» **AUFGABENSTELLUNG**
Gib den Abschnitt der folgenden Auflistung, der mit der Zeile mit „white window trim“ beginnt und mit der Zeile mit „[488,154,533,275]“ endet, als JSON-Liste von Zeichenketten aus, eine Zeichenkette pro Zeile. Beide Grenzzeilen gehören dazu, Leerzeilen entfallen.

Datensätze:

++++++++++

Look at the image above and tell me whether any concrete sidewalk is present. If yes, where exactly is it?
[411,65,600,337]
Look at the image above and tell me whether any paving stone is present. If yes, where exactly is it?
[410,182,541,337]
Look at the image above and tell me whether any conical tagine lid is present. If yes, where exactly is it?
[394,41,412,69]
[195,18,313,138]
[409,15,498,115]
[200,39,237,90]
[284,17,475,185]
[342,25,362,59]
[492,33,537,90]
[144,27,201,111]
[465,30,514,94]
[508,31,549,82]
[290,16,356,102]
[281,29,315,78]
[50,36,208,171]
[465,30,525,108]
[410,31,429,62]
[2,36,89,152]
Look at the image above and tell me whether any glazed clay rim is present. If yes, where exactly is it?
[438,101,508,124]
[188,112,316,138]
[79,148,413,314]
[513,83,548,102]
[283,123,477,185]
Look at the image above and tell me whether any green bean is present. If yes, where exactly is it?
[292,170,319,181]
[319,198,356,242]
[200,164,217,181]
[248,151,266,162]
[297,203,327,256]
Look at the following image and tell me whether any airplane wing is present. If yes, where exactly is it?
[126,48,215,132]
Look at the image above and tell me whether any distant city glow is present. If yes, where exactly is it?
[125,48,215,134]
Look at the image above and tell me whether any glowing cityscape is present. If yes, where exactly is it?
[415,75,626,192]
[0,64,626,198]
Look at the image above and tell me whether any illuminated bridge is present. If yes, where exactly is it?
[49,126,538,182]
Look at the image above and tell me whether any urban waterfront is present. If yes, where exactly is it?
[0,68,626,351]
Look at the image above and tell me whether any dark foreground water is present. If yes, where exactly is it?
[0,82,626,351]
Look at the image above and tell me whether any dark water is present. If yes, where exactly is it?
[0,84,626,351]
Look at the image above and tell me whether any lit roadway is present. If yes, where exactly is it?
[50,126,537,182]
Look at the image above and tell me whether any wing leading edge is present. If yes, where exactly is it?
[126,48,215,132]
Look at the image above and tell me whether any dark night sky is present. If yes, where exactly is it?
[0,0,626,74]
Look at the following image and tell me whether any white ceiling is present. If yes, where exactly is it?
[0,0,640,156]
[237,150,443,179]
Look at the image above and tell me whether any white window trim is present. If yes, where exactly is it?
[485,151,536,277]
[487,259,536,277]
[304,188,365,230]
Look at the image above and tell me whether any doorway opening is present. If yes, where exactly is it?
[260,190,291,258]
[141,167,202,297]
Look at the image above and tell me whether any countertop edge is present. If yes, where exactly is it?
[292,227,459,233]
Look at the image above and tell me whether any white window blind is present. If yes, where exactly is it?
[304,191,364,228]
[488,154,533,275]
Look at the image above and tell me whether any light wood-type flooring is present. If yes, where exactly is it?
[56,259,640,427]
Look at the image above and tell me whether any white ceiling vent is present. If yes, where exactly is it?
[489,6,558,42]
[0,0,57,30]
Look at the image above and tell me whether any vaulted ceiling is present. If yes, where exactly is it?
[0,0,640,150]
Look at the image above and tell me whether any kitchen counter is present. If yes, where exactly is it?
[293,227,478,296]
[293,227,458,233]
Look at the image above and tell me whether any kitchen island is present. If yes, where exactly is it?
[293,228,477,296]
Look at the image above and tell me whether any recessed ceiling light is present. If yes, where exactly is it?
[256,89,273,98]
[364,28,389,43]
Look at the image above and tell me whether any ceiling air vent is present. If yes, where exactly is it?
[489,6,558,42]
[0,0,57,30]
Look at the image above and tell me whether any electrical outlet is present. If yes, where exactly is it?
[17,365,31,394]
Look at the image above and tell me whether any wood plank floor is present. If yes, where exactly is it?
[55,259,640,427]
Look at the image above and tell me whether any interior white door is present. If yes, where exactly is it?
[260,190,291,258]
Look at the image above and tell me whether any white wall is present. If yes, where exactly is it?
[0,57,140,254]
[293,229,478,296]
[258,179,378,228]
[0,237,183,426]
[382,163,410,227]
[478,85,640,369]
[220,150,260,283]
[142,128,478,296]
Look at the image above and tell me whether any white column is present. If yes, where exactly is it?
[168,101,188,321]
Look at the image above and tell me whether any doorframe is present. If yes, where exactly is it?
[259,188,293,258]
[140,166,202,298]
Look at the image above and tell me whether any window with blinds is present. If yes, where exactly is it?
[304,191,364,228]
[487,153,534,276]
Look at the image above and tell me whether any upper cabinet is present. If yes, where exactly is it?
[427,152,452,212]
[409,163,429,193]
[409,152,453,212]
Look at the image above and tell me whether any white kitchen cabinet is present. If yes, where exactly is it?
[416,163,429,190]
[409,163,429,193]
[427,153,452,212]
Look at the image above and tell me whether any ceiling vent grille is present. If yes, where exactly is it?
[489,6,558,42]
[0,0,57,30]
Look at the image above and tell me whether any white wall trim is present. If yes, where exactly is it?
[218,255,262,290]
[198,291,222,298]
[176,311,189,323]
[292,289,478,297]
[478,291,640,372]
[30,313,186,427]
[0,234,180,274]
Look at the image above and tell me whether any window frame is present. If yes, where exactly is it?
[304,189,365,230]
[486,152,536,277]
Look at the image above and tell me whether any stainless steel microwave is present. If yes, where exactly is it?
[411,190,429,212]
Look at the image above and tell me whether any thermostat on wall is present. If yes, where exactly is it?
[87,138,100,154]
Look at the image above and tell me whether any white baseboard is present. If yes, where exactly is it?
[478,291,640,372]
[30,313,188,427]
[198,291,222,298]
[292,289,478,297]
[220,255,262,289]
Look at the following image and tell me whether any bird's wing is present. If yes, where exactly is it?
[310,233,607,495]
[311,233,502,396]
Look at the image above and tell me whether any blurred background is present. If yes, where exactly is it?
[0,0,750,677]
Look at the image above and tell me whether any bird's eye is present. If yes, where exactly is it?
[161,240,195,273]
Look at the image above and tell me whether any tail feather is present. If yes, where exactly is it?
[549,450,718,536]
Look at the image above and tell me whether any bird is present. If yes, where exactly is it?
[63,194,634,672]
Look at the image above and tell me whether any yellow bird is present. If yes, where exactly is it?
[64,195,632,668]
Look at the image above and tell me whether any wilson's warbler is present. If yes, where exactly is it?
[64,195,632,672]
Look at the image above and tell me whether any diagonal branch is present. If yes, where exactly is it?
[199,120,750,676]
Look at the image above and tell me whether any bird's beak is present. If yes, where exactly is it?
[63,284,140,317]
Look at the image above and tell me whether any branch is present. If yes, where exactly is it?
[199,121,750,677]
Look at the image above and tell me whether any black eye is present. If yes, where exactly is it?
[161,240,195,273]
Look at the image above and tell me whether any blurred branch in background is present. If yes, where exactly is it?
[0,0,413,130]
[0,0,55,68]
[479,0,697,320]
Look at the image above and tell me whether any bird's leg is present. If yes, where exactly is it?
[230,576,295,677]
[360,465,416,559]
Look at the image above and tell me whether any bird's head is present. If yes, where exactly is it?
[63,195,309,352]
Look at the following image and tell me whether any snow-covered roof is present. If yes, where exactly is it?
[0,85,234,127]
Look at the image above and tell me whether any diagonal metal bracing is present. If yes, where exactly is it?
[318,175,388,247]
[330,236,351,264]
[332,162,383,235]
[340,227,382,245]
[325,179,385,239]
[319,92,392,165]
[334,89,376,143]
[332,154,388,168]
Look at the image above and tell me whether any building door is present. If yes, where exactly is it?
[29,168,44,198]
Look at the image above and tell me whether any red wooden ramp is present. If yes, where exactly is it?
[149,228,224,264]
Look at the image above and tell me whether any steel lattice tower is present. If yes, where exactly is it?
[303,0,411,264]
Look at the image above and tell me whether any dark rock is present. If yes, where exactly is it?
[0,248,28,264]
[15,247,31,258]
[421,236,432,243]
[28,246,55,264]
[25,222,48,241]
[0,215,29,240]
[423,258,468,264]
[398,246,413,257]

++++++++++

» **LÖSUNG**
[
  "Look at the image above and tell me whether any white window trim is present. If yes, where exactly is it?",
  "[485,151,536,277]",
  "[487,259,536,277]",
  "[304,188,365,230]",
  "Look at the image above and tell me whether any doorway opening is present. If yes, where exactly is it?",
  "[260,190,291,258]",
  "[141,167,202,297]",
  "Look at the image above and tell me whether any countertop edge is present. If yes, where exactly is it?",
  "[292,227,459,233]",
  "Look at the image above and tell me whether any white window blind is present. If yes, where exactly is it?",
  "[304,191,364,228]",
  "[488,154,533,275]"
]